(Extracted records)
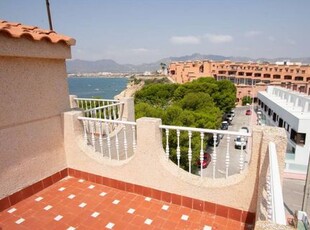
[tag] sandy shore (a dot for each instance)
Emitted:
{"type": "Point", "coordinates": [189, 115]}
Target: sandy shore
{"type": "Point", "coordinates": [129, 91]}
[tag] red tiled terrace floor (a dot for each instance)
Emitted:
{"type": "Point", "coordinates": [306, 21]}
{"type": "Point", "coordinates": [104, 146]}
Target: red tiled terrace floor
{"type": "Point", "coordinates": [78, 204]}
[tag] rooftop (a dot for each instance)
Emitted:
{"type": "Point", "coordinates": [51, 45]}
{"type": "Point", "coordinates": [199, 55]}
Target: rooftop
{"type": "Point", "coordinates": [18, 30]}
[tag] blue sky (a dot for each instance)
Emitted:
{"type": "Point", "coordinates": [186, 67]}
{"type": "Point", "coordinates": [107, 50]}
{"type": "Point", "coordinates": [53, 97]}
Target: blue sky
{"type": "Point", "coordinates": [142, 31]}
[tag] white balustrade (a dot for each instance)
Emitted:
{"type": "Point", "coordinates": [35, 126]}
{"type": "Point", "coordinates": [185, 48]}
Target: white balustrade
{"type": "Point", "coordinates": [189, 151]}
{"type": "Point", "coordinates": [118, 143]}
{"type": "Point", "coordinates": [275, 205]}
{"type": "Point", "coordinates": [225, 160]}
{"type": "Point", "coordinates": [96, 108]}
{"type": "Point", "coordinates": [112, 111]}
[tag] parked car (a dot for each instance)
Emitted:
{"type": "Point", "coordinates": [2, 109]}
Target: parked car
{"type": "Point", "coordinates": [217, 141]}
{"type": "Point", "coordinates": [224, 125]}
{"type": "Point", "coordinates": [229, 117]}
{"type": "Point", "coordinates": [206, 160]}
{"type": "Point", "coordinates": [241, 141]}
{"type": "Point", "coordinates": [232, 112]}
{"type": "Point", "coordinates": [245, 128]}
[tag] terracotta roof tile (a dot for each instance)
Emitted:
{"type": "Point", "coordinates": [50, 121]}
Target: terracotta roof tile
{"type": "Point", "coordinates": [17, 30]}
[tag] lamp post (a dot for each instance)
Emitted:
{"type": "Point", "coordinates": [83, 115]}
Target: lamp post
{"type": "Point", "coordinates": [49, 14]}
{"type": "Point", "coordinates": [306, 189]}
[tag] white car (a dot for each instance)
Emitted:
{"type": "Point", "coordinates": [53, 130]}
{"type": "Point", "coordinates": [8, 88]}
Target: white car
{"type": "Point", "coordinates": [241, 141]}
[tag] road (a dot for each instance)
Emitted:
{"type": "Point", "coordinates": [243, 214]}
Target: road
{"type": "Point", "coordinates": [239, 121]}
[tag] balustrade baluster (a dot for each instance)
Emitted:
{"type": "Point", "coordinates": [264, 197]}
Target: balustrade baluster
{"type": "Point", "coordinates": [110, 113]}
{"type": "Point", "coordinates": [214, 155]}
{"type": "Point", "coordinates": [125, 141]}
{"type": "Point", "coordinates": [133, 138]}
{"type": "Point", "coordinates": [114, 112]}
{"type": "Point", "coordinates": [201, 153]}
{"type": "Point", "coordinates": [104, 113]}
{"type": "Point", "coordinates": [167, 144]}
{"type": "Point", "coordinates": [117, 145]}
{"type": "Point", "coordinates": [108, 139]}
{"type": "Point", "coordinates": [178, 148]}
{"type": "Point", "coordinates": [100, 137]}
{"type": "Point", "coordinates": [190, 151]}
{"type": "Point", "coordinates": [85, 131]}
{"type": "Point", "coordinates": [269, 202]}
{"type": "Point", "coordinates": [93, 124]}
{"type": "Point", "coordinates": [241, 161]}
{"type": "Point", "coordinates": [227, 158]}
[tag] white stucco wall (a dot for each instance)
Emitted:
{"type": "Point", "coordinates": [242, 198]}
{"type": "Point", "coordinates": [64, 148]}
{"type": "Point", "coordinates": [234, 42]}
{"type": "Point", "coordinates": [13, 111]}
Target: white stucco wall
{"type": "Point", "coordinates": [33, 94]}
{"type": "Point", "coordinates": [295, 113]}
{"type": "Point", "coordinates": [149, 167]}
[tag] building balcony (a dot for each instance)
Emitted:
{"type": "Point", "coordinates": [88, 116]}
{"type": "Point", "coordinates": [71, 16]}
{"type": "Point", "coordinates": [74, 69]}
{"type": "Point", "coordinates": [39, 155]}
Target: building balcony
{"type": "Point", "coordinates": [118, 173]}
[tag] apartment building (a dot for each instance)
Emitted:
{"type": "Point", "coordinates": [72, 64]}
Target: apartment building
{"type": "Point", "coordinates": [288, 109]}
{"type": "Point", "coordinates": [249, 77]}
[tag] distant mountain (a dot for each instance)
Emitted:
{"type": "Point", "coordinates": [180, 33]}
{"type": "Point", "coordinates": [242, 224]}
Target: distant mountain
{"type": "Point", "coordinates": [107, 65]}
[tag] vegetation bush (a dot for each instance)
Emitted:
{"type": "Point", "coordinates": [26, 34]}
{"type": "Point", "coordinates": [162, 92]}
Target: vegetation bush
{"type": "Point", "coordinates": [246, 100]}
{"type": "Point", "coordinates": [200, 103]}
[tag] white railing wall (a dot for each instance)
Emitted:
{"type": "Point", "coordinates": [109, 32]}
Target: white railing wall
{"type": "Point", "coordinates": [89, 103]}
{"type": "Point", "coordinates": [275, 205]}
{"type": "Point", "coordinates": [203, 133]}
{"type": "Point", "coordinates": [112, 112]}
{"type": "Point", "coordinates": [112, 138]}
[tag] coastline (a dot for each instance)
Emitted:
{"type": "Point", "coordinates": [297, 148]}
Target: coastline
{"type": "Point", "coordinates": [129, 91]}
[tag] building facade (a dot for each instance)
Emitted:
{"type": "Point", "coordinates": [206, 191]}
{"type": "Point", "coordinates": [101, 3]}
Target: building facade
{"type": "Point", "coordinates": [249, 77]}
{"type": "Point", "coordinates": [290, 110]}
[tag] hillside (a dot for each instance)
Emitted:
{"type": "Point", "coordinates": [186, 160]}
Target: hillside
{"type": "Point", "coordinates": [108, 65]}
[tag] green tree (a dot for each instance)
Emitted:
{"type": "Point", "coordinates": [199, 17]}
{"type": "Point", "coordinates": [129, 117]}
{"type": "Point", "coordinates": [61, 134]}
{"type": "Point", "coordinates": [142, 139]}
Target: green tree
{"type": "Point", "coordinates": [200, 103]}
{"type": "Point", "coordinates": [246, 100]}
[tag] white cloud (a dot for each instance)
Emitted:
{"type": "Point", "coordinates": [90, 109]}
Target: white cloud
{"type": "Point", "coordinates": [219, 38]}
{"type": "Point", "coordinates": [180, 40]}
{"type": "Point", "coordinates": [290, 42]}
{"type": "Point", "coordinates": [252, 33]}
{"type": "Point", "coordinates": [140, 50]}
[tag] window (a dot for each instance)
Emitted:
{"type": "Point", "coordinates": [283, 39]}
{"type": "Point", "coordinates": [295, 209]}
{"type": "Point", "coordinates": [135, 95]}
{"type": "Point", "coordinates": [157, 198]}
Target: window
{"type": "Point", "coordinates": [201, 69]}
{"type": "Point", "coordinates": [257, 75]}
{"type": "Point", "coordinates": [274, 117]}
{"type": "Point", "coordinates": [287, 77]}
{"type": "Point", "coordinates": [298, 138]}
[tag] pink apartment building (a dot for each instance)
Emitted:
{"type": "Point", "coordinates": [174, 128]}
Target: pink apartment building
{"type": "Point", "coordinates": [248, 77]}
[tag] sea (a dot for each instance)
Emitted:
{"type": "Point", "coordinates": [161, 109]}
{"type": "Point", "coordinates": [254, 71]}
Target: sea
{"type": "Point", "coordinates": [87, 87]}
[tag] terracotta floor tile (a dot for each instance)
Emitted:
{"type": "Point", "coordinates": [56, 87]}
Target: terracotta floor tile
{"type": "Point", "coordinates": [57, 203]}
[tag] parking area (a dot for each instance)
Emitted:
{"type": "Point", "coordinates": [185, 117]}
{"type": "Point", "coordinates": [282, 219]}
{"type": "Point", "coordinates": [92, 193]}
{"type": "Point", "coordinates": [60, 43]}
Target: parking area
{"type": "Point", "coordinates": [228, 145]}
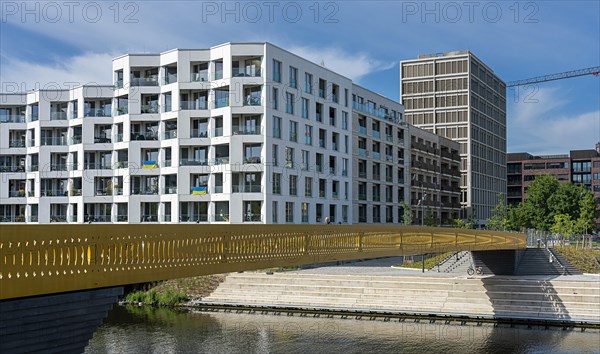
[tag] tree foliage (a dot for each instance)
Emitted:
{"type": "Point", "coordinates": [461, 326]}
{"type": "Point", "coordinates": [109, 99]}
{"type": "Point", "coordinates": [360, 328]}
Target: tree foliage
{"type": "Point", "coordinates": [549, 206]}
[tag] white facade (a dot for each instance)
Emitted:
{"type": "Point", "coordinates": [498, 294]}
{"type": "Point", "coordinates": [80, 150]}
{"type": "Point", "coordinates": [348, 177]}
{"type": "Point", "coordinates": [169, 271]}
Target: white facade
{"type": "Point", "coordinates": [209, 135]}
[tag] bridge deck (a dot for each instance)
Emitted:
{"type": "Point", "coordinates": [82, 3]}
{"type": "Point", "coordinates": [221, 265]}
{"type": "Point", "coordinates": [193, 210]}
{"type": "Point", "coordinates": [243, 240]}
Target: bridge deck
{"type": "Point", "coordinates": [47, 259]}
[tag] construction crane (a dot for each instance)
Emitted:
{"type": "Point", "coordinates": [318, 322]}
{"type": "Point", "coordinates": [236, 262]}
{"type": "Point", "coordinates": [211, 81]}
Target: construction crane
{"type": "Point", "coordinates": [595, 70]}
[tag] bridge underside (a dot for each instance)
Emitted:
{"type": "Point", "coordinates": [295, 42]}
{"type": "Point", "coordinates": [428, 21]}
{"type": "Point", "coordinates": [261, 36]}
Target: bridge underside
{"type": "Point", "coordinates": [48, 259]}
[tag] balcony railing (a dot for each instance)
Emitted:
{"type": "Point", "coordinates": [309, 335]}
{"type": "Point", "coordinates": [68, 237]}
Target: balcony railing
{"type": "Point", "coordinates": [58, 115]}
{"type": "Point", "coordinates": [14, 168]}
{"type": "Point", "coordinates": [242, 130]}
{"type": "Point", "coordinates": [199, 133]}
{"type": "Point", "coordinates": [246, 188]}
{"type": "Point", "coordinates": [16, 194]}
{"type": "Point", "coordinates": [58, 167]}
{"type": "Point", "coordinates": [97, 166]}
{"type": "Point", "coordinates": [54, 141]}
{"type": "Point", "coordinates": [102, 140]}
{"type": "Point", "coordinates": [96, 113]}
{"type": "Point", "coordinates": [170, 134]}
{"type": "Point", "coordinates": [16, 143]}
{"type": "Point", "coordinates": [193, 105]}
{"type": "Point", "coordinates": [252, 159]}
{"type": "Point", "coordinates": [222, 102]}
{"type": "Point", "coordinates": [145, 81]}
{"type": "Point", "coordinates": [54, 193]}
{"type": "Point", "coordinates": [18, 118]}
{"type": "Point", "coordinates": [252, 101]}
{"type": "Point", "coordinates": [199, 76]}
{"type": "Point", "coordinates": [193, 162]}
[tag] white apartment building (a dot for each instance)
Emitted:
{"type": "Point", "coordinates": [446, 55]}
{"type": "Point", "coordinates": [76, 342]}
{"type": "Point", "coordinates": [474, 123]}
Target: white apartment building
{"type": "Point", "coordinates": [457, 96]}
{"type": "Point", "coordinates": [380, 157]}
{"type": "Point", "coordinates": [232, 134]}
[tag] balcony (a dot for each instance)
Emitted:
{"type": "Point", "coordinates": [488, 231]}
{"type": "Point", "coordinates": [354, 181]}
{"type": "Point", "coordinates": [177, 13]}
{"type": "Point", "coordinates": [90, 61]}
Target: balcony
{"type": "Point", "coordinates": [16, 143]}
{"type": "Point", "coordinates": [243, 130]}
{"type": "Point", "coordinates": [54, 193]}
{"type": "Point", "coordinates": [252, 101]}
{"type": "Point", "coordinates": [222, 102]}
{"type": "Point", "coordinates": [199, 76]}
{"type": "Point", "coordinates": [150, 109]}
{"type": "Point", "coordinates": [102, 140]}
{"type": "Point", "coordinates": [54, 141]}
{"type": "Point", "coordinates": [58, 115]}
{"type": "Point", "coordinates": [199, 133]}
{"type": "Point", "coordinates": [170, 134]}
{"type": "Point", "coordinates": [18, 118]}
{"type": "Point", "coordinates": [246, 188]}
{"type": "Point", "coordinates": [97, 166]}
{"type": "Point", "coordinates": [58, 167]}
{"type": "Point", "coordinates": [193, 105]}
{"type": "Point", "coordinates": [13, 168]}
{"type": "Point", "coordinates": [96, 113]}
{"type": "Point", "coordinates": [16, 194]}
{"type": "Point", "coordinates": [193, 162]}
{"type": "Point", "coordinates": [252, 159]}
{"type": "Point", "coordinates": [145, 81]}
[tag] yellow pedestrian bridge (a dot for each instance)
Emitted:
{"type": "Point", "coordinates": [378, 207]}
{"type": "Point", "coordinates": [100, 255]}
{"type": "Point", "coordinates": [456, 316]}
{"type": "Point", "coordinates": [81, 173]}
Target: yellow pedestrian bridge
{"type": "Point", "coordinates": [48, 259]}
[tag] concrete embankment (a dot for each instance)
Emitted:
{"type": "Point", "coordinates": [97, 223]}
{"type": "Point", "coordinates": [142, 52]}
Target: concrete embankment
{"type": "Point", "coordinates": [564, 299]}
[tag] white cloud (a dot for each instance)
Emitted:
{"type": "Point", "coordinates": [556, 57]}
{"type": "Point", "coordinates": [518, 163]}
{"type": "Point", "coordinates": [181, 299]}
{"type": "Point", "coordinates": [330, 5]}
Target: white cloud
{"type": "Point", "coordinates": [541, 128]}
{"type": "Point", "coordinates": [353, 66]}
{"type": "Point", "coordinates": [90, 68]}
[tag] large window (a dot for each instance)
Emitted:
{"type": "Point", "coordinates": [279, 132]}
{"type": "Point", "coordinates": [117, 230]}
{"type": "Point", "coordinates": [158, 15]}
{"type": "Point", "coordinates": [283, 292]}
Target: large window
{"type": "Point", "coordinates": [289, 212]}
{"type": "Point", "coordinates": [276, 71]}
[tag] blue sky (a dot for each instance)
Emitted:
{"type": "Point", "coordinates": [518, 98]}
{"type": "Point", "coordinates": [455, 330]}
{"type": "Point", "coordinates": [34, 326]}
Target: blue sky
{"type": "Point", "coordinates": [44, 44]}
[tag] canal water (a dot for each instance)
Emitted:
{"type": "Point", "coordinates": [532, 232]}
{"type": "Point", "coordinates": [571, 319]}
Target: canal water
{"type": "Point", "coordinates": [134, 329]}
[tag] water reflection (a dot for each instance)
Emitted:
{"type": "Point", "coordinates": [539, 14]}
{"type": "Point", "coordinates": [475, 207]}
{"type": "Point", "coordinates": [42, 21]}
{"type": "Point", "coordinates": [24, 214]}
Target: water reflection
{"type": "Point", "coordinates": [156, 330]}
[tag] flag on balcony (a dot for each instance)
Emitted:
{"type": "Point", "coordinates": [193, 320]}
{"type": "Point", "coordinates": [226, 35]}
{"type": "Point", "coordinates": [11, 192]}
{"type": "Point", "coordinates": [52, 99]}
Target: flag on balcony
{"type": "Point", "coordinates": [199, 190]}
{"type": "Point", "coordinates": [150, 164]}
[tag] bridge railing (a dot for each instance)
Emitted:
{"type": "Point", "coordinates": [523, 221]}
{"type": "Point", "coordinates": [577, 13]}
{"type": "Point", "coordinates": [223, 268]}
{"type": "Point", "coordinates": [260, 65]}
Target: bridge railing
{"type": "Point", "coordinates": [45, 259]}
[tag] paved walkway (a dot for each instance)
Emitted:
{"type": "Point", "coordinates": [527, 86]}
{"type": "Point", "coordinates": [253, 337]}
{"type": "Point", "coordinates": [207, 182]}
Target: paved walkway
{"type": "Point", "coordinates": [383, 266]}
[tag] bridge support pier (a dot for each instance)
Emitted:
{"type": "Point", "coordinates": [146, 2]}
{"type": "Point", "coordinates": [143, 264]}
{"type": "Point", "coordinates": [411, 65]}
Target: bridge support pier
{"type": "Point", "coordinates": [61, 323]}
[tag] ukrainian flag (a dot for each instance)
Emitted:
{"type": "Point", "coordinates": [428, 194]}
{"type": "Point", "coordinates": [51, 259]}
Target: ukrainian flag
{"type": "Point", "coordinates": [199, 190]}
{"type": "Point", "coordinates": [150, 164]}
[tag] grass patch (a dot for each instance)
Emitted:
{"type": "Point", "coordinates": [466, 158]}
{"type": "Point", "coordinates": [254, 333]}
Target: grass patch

§ Short task
Using the records above, please retype only the run of lines from the line holding "[tag] canal water (a dot for each instance)" through the last line, both ends included.

§ Solution for this exercise
[tag] canal water (a dot for each instance)
Emitted:
{"type": "Point", "coordinates": [532, 232]}
{"type": "Point", "coordinates": [571, 319]}
Target: canal water
{"type": "Point", "coordinates": [134, 329]}
[tag] water reflection (a dot for each instance)
Emitted:
{"type": "Point", "coordinates": [539, 14]}
{"type": "Point", "coordinates": [475, 207]}
{"type": "Point", "coordinates": [42, 21]}
{"type": "Point", "coordinates": [24, 214]}
Target: water reflection
{"type": "Point", "coordinates": [156, 330]}
[tag] flag on balcony (a dot for each instance)
Emitted:
{"type": "Point", "coordinates": [193, 320]}
{"type": "Point", "coordinates": [226, 35]}
{"type": "Point", "coordinates": [11, 192]}
{"type": "Point", "coordinates": [52, 99]}
Target: flag on balcony
{"type": "Point", "coordinates": [199, 190]}
{"type": "Point", "coordinates": [150, 164]}
[tag] bridge railing (a dot for each instance)
Emitted:
{"type": "Point", "coordinates": [523, 221]}
{"type": "Point", "coordinates": [577, 13]}
{"type": "Point", "coordinates": [223, 268]}
{"type": "Point", "coordinates": [260, 65]}
Target: bridge railing
{"type": "Point", "coordinates": [45, 259]}
[tag] paved walkway (a dot for each instance)
Emitted:
{"type": "Point", "coordinates": [527, 86]}
{"type": "Point", "coordinates": [253, 337]}
{"type": "Point", "coordinates": [207, 182]}
Target: paved walkway
{"type": "Point", "coordinates": [383, 266]}
[tag] bridge support pier (a dot for each instance)
Emitted:
{"type": "Point", "coordinates": [146, 2]}
{"type": "Point", "coordinates": [143, 264]}
{"type": "Point", "coordinates": [411, 65]}
Target: bridge support pier
{"type": "Point", "coordinates": [61, 323]}
[tag] ukrainian flag (a dot for each instance)
Emitted:
{"type": "Point", "coordinates": [428, 194]}
{"type": "Point", "coordinates": [51, 259]}
Target: ukrainian flag
{"type": "Point", "coordinates": [199, 190]}
{"type": "Point", "coordinates": [150, 164]}
[tag] grass patch (a dot for each instance)
Emitted:
{"type": "Point", "coordinates": [466, 158]}
{"type": "Point", "coordinates": [254, 333]}
Target: grass patch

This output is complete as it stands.